IMHO TBH I think 5e is extremely classic here, it expects the GM to call for roles based on the actual physical consequences of hazardous or uncertain moves, and not having any relation to any larger fiction. The 'only interesting failure' rule is then relegated to being merely an admonition not to bother to roll dice when the outcome doesn't change the fiction in any way. The GM is simply EXPECTED to supply danger! That is, putting a locked door in the PC's way and then not defining a consequence for taking an hour to pick the lock is either A) a case where no roll should be asked for, or B) a failure to GM well. Again, in my own game the player would simply describe picking the lock in an amount of time which seems plausible and inconsequential, or else the picking will be a consequential part of a challenge, pure and simple.

I'd note that 4e is more of a 'mixed bag' in that it allows for 'free checks' which work a lot like 5e, and have all the same issues. Obviously when in this mode of play it is on the GM to make things matter.
 

The meaningful consequence occurs if you succeed: you get to the top and can proceed from there.

Otherwise, what would you do? Grant auto-success on a climb where any shred of realism would say success is far from a sure thing? Or grant auto-failure and deny the PCs/players the possibility of getting to the top?

# Records:
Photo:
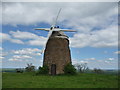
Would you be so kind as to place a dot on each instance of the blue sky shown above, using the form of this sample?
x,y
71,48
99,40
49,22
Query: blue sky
x,y
94,43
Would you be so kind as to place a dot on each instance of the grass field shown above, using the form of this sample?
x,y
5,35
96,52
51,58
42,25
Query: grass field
x,y
85,80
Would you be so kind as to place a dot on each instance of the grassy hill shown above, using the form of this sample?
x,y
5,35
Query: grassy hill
x,y
84,80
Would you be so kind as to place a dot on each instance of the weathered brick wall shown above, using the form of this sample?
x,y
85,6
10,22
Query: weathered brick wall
x,y
57,52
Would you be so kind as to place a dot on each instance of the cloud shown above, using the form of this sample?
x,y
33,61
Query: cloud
x,y
19,37
1,57
96,23
90,59
27,51
7,37
20,58
99,38
32,39
33,13
111,59
117,52
23,35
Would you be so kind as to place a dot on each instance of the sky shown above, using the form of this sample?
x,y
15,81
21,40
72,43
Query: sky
x,y
94,43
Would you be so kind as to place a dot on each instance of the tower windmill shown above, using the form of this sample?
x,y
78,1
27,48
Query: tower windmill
x,y
56,50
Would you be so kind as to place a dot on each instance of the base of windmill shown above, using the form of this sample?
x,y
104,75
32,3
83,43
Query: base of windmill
x,y
57,53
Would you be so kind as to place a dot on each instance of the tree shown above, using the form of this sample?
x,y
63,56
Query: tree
x,y
30,68
81,67
69,69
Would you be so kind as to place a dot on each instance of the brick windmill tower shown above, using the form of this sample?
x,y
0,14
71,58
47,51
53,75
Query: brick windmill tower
x,y
56,50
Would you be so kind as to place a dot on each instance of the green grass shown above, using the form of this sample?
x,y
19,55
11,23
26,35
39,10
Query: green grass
x,y
85,80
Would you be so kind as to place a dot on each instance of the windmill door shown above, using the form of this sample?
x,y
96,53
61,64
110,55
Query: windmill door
x,y
53,69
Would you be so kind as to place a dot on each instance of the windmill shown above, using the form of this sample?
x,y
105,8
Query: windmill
x,y
53,27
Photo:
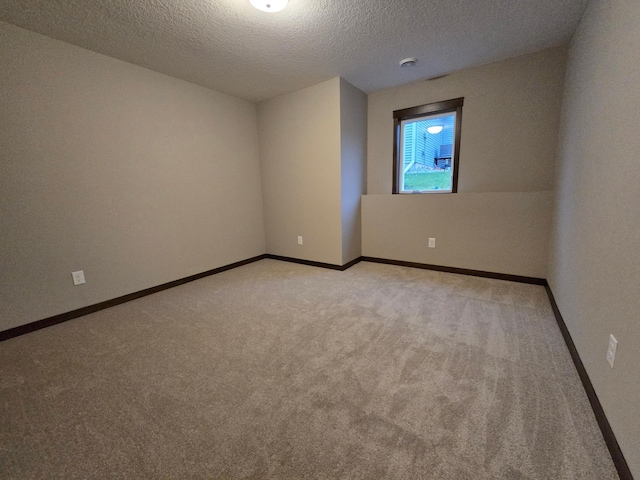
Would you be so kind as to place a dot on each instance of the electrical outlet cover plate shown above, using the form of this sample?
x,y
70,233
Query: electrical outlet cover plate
x,y
611,351
78,277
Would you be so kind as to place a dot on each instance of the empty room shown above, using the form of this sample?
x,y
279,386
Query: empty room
x,y
319,239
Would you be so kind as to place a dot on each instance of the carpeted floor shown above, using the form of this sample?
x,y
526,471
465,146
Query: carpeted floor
x,y
279,370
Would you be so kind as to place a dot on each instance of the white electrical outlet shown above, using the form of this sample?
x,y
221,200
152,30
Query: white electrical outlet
x,y
611,351
78,277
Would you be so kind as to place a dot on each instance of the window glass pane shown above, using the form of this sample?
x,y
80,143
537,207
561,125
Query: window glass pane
x,y
427,145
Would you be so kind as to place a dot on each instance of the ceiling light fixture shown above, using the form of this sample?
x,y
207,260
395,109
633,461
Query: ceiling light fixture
x,y
408,62
270,6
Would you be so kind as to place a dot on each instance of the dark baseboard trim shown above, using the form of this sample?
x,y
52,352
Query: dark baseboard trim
x,y
461,271
609,437
331,266
64,317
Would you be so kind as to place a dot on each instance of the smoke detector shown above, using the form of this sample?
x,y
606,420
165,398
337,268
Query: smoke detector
x,y
408,62
270,6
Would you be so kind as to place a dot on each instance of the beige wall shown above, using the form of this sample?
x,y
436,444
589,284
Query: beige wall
x,y
509,123
300,161
595,261
496,232
312,152
353,153
510,120
132,176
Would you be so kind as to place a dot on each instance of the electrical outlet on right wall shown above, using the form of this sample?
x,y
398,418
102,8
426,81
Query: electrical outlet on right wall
x,y
611,351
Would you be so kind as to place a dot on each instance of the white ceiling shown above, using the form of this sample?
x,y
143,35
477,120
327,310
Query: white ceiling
x,y
229,46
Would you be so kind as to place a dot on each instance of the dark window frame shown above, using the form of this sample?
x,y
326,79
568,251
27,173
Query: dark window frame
x,y
453,105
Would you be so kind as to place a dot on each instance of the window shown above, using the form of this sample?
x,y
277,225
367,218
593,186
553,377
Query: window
x,y
426,147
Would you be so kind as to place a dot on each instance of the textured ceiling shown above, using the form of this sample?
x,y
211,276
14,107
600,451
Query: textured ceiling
x,y
229,46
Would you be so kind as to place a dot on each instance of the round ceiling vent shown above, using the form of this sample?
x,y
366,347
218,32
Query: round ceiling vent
x,y
408,62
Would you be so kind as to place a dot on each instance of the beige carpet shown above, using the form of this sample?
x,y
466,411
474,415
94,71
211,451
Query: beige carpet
x,y
279,370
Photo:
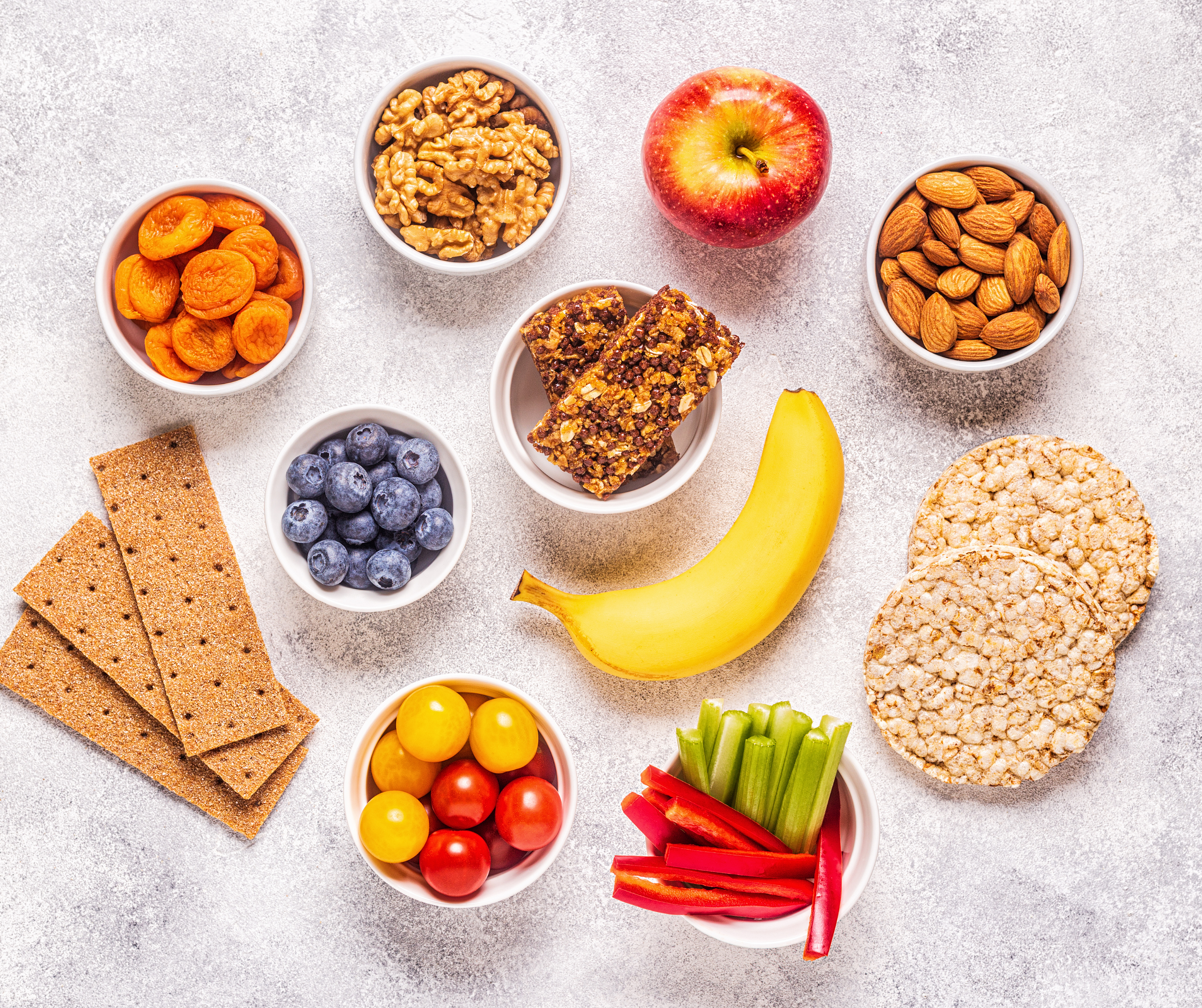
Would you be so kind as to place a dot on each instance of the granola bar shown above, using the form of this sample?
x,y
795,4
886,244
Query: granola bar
x,y
649,377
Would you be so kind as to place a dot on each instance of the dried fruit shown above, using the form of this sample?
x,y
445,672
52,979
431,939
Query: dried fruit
x,y
173,227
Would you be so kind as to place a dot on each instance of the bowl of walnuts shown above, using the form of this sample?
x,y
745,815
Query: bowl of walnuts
x,y
463,165
973,264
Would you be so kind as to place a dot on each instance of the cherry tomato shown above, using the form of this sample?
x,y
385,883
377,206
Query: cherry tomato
x,y
455,863
464,794
529,814
395,770
433,723
394,827
504,735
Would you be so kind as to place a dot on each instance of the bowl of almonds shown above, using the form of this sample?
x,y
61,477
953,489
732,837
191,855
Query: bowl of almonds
x,y
973,264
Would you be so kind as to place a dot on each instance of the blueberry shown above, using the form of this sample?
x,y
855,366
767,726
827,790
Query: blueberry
x,y
434,528
333,451
329,562
307,476
389,569
358,567
348,487
395,503
304,521
417,461
358,530
367,444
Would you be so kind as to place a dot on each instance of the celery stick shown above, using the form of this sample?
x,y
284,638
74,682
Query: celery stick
x,y
837,732
693,758
707,723
752,797
804,785
724,764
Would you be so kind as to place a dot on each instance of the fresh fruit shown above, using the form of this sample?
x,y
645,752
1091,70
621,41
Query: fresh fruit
x,y
737,595
394,827
737,157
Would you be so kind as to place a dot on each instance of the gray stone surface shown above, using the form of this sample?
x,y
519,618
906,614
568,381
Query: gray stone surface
x,y
1082,889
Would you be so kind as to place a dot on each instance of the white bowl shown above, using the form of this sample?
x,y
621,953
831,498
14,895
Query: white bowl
x,y
129,340
1044,194
518,402
358,788
431,568
433,72
860,837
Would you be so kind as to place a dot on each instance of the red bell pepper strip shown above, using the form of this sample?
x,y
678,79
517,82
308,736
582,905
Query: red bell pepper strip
x,y
827,883
663,898
652,823
754,864
708,829
664,782
800,889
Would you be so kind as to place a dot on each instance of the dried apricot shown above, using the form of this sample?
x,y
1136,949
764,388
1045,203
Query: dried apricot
x,y
260,331
163,355
230,212
259,246
217,283
173,227
290,281
203,343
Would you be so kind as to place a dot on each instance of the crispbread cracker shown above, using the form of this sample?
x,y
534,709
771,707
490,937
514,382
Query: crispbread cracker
x,y
1057,498
189,591
82,590
988,665
40,665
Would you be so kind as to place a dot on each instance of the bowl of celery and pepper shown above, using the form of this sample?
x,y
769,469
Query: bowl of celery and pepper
x,y
761,817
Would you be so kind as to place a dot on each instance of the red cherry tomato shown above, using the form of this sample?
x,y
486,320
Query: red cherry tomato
x,y
529,814
464,794
455,863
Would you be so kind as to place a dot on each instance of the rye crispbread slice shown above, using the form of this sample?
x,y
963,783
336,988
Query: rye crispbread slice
x,y
39,664
988,665
1053,497
82,590
189,590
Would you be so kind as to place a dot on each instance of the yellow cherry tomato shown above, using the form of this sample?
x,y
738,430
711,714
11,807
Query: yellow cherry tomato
x,y
394,827
433,723
504,735
395,770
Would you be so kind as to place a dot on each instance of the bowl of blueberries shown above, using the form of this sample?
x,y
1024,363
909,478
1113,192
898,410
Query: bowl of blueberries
x,y
368,508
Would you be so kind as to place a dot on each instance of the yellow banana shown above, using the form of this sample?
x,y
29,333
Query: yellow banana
x,y
745,587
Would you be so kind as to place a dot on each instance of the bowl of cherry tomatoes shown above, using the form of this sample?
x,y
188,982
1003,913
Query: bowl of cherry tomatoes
x,y
459,791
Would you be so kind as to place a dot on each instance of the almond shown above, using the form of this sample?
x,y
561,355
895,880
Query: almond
x,y
905,304
902,230
1022,268
1010,331
959,283
969,319
1058,255
1042,226
970,350
992,183
981,257
918,267
1046,294
993,299
949,189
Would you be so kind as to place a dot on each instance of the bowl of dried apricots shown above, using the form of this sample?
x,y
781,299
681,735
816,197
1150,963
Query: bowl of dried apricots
x,y
203,288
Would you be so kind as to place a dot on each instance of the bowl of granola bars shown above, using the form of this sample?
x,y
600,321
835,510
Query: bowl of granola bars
x,y
463,165
606,396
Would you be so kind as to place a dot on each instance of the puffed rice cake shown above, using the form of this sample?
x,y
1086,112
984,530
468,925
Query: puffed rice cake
x,y
988,665
1053,497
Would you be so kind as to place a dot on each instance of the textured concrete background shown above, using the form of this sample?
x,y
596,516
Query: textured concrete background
x,y
1082,889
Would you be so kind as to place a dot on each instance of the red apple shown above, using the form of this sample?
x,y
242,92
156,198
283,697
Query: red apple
x,y
737,157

# Exercise brief:
Retype the post on calling for dice rolls word for word, from "I'd note that" up to and including "make things matter.".

# Task answer:
I'd note that 4e is more of a 'mixed bag' in that it allows for 'free checks' which work a lot like 5e, and have all the same issues. Obviously when in this mode of play it is on the GM to make things matter.